==== Input for this task ====

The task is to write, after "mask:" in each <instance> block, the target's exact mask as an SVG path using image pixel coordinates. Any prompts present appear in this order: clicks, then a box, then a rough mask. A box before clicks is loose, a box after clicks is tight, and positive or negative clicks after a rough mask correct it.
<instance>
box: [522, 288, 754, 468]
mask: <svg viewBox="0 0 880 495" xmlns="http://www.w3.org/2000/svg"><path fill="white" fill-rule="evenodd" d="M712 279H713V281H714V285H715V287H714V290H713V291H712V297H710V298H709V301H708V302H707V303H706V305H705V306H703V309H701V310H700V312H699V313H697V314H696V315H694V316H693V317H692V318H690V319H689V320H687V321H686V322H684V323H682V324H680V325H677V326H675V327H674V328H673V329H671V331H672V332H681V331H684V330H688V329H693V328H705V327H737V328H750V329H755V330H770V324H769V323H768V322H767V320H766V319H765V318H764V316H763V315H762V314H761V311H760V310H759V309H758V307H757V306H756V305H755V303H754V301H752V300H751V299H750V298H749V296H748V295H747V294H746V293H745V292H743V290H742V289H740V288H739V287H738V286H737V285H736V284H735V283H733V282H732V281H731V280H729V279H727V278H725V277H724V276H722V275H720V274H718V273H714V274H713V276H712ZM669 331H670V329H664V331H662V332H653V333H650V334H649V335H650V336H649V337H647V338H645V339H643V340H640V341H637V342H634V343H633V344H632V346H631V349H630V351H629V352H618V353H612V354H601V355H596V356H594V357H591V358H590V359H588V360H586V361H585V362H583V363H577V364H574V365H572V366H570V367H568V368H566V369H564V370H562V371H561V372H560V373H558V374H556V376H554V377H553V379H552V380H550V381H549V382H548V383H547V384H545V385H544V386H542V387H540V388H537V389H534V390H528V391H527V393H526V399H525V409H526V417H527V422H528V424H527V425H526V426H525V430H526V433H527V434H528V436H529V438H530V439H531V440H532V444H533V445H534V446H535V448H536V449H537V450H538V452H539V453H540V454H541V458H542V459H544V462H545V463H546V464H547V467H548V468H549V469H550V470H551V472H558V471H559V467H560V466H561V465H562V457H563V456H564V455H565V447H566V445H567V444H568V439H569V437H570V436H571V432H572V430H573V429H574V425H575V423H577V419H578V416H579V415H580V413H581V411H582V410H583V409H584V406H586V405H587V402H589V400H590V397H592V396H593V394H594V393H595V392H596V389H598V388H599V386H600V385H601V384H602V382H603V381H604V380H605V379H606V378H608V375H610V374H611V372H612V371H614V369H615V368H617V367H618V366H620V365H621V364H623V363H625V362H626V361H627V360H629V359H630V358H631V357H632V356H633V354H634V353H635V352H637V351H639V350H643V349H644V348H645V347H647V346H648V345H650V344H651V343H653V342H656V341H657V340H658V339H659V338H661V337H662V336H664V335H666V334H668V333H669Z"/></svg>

====
==== Input for this task ====

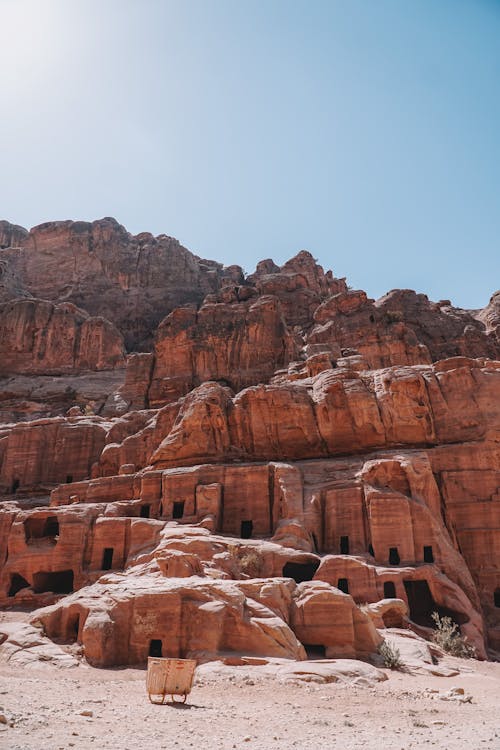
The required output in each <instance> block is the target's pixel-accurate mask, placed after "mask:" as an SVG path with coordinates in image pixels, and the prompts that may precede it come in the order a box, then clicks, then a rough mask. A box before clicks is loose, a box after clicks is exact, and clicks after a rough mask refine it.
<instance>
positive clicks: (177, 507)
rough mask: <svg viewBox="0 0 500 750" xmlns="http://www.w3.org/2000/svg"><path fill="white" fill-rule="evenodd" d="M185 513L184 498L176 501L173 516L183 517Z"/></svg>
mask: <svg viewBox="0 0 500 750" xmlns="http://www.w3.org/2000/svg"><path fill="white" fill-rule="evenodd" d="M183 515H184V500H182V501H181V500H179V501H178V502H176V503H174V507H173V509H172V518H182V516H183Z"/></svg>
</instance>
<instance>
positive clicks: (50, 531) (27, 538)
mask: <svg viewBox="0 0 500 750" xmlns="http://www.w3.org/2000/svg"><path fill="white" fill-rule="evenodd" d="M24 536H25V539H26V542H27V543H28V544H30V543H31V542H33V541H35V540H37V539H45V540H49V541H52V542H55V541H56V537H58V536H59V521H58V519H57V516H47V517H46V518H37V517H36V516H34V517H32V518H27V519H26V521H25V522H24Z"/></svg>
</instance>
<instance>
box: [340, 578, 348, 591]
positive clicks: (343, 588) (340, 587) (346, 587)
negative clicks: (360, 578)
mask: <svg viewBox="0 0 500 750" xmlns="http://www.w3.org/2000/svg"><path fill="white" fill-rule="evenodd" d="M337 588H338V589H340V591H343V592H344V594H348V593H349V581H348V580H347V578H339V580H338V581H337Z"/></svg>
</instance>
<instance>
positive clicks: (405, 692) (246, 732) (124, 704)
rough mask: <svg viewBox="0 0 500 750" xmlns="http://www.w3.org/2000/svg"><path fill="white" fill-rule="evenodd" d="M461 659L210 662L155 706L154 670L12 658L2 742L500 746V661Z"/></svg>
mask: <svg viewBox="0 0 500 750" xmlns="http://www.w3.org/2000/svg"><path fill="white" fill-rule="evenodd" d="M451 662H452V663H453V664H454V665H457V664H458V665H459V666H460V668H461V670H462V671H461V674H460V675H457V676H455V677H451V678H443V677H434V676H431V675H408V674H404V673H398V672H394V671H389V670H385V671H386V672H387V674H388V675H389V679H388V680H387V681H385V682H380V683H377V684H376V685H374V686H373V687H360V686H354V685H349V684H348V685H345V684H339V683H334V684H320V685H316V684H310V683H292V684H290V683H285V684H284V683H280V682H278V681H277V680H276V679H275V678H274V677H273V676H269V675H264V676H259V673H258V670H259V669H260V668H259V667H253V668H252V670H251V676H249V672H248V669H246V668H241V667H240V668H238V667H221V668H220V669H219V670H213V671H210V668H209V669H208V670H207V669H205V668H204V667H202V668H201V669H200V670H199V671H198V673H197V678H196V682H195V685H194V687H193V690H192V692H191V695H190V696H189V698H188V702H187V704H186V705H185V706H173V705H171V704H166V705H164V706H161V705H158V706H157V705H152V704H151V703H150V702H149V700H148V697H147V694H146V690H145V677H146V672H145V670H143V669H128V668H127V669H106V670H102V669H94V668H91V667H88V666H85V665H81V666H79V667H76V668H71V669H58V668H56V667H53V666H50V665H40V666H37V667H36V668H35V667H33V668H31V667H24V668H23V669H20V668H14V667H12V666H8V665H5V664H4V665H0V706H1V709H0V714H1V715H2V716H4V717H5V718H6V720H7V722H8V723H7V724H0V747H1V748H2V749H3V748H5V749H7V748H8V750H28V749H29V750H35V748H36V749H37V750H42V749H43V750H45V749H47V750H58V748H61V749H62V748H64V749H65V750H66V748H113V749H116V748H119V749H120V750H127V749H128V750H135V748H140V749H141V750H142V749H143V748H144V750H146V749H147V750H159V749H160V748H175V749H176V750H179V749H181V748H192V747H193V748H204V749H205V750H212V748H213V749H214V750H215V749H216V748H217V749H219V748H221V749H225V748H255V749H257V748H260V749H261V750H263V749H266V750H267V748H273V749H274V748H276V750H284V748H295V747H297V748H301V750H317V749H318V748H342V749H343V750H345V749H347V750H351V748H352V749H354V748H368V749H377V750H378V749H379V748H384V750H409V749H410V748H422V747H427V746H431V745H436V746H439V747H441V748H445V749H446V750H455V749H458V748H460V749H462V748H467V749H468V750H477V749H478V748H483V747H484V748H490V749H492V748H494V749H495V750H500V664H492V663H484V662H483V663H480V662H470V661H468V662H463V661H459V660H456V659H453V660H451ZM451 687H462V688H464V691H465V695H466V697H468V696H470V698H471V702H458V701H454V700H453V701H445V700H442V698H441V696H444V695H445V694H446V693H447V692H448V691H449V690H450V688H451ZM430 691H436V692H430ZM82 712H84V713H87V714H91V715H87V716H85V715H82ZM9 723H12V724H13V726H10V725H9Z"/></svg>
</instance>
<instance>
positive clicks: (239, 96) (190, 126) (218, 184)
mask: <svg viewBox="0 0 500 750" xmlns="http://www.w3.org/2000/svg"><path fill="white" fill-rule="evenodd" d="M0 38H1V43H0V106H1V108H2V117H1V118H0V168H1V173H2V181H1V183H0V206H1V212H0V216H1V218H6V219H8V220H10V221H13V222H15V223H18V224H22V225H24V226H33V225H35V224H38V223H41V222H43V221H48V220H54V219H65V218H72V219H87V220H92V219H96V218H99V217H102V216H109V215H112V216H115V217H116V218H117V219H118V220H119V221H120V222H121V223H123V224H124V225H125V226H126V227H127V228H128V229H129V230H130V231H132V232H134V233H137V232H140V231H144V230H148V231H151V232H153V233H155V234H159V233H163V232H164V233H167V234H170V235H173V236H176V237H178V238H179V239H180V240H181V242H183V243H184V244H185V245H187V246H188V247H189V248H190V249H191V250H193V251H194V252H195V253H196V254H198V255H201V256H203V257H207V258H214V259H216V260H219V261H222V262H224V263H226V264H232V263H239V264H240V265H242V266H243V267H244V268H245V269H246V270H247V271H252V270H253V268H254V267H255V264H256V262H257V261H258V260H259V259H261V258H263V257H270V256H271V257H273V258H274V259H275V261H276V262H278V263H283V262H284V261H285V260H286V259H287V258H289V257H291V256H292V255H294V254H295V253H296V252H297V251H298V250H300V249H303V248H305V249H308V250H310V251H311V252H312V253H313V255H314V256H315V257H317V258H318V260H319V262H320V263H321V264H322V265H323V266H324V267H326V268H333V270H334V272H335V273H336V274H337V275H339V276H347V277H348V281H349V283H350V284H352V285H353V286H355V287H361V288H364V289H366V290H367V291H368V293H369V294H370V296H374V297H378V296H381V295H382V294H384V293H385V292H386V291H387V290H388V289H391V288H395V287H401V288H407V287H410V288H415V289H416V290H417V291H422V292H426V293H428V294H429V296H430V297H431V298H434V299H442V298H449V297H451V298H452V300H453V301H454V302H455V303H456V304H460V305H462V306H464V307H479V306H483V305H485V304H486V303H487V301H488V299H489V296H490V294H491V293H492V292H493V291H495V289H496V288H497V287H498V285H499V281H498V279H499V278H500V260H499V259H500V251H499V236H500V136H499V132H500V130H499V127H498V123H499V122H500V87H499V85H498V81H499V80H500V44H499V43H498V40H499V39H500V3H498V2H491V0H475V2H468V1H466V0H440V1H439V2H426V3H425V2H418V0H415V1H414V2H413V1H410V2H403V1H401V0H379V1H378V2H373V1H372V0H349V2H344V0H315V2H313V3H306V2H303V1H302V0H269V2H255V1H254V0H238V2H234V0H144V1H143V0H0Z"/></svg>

====

* _Task to carry out_:
A complete answer reproduces every line of the records in which the word "prompts" occurs.

* _Solution for this task_:
The task is to write, after "mask:" in each <instance> block, the target's exact mask as an SVG path using image pixel coordinates. Any prompts present appear in this order: clicks, then a box, then a rough mask. A box before clicks is loose, a box after clicks is tight, and positive or negative clicks after a rough mask correct it.
The required output in each <instance> block is the target's pixel-accurate mask, placed after "mask:" as an SVG path with coordinates in image pixels, and the prompts that may precede it come in the order a box, then clicks, then a rough mask. A box before clicks is loose, a box after clicks is exact, and clicks after a rough mask refine it.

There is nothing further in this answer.